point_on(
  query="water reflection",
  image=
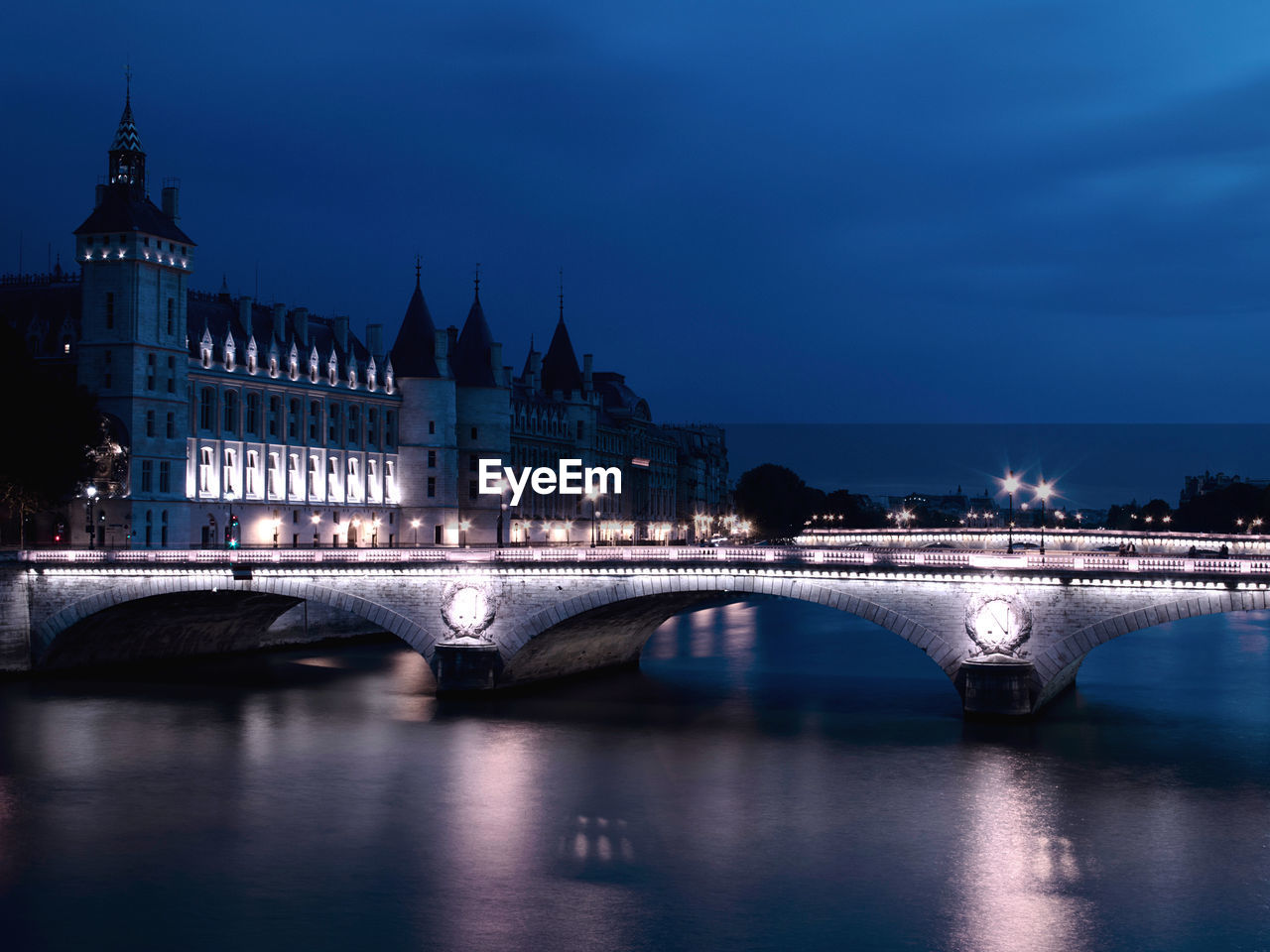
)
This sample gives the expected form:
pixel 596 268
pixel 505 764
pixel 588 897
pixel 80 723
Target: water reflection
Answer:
pixel 1016 879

> **Required work**: Everything from the line containing "pixel 505 764" through the end of the entries above should be retyped exactly, and nothing else.

> **Answer section**:
pixel 505 764
pixel 588 897
pixel 80 723
Target: water reflection
Answer:
pixel 1016 879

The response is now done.